JOB: Give the lines from the start of the records through the line with "[[[0,2],[0,30],[256,30],[256,0]]]" as a numbered list, leaving out blank lines.

>> BEGIN

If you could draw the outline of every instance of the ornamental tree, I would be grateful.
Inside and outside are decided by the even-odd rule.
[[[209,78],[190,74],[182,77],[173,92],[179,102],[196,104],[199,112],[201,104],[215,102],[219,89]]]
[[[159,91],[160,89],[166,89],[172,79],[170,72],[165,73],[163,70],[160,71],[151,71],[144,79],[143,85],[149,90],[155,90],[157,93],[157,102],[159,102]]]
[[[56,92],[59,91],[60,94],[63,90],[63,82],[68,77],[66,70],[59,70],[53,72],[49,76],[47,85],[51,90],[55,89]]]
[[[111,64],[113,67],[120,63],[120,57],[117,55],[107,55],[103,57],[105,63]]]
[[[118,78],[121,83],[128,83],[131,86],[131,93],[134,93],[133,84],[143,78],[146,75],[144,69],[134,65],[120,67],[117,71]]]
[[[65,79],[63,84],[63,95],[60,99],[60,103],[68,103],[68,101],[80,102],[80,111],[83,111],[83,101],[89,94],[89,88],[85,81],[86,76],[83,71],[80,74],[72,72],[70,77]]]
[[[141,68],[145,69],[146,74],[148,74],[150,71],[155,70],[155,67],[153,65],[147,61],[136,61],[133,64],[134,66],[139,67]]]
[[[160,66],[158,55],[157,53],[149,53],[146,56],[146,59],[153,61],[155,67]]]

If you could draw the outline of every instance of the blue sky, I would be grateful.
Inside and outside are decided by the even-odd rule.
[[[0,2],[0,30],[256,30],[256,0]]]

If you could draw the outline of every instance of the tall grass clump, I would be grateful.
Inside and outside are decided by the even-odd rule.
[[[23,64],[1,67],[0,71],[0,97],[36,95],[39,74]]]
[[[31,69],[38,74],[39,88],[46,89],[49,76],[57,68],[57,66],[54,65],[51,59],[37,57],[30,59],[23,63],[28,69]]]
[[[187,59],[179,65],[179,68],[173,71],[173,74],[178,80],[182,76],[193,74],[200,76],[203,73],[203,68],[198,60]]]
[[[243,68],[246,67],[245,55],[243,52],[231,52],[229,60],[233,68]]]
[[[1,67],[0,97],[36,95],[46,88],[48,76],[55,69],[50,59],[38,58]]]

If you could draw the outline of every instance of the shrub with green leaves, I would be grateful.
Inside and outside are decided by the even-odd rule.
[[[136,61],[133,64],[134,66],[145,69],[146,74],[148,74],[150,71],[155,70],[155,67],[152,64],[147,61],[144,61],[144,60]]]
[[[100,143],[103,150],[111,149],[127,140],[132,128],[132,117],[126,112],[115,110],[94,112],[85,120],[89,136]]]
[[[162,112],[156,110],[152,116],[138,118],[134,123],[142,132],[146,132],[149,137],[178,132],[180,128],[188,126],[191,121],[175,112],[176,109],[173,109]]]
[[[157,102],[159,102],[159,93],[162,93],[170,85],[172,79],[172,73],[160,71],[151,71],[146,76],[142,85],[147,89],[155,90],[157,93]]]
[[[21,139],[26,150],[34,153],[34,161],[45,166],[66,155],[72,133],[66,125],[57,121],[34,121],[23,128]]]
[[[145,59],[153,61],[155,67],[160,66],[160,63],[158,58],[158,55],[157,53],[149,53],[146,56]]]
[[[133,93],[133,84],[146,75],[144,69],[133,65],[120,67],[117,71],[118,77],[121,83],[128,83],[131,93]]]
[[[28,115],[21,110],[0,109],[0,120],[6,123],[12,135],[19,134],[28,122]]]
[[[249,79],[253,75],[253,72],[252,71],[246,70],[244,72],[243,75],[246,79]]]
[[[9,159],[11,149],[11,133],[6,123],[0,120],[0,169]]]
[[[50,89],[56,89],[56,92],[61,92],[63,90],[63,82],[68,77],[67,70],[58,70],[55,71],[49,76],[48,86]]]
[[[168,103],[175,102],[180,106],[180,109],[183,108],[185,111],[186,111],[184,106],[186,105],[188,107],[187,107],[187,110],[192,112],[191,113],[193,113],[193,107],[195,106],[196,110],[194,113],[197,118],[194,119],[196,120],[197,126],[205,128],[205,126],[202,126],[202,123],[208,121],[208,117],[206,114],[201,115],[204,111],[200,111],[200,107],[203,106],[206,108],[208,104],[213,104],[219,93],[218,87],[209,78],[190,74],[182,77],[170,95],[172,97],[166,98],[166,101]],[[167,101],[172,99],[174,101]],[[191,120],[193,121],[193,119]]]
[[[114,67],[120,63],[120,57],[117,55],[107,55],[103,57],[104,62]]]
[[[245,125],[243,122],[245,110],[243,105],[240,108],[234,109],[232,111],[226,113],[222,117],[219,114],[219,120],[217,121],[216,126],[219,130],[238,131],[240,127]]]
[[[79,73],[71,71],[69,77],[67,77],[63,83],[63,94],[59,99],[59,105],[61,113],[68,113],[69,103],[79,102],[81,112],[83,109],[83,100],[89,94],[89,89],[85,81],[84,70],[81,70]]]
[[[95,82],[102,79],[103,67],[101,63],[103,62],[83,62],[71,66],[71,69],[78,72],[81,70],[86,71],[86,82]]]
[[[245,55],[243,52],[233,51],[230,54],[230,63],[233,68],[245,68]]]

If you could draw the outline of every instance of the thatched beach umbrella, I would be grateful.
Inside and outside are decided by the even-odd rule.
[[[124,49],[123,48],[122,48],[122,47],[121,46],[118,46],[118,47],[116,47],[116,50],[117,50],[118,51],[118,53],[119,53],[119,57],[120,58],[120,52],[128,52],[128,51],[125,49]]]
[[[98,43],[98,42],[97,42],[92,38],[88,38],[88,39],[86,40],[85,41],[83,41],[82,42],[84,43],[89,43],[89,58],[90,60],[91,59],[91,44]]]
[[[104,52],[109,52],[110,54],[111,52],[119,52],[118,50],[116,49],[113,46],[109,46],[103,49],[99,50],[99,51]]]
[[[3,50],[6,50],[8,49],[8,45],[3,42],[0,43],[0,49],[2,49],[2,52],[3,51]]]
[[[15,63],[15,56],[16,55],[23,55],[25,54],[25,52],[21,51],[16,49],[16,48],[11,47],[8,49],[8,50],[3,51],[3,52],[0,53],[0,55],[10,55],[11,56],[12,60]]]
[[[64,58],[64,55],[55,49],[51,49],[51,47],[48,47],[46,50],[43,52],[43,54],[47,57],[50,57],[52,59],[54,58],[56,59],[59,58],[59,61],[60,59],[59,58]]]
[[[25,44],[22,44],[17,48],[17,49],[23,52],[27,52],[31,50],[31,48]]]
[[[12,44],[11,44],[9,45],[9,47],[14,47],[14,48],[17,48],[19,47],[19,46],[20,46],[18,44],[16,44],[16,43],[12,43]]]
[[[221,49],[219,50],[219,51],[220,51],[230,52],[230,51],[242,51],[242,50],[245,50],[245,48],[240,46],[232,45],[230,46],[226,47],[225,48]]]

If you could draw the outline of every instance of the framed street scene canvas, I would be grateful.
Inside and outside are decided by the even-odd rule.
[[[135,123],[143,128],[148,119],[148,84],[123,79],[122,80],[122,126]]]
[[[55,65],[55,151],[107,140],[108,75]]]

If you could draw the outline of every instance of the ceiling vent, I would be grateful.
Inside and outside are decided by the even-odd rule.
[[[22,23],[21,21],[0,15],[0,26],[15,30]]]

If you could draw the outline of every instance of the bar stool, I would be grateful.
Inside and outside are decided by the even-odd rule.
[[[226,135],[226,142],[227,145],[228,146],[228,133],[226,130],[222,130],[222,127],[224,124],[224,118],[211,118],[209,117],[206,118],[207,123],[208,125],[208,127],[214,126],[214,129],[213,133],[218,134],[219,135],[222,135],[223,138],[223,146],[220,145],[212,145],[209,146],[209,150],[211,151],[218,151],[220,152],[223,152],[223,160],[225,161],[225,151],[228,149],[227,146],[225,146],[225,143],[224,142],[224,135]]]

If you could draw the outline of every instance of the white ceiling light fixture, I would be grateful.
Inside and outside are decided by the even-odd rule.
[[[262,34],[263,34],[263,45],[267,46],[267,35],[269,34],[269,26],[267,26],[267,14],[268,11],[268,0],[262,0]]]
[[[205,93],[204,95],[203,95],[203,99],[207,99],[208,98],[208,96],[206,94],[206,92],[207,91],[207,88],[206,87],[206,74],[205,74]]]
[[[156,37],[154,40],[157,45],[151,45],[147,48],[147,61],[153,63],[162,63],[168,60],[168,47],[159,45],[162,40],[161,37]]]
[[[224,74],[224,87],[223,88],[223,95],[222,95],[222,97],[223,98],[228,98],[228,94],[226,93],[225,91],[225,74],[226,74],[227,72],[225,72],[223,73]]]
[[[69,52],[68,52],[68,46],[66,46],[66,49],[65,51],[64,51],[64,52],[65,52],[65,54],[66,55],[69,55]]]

>> END

FINAL RESULT:
1. If you could draw the outline of every instance of the ornamental tree, I would be grateful.
2. Inside and outside are decided by the even-odd rule.
3. [[[209,78],[190,74],[182,77],[173,92],[179,102],[196,104],[199,112],[201,104],[215,102],[219,89]]]
4. [[[159,91],[160,89],[166,89],[172,79],[170,72],[165,73],[163,70],[160,71],[151,71],[144,79],[143,85],[149,90],[155,90],[157,93],[157,102],[159,102]]]
5. [[[56,92],[59,91],[60,94],[63,90],[63,82],[68,77],[66,70],[59,70],[53,72],[49,76],[47,85],[51,90],[55,89]]]
6. [[[111,64],[113,67],[120,63],[120,57],[117,55],[107,55],[103,57],[105,63]]]
7. [[[118,78],[121,83],[128,83],[131,86],[131,93],[134,93],[133,84],[143,78],[146,75],[144,69],[134,65],[120,67],[117,71]]]
8. [[[65,79],[63,84],[63,95],[60,99],[60,103],[68,103],[68,101],[80,102],[80,111],[83,111],[83,101],[89,94],[89,88],[85,81],[86,76],[83,71],[80,74],[72,72],[70,77]]]
9. [[[141,68],[145,69],[146,74],[148,74],[150,71],[155,70],[155,67],[153,65],[147,61],[136,61],[133,64],[134,66],[139,67]]]
10. [[[160,66],[158,55],[157,53],[149,53],[146,56],[146,59],[153,61],[155,67]]]
11. If you could draw the outline of every instance of the blue sky, I would be grateful.
12. Inside and outside are decided by the even-odd rule.
13. [[[0,2],[0,30],[256,30],[256,0]]]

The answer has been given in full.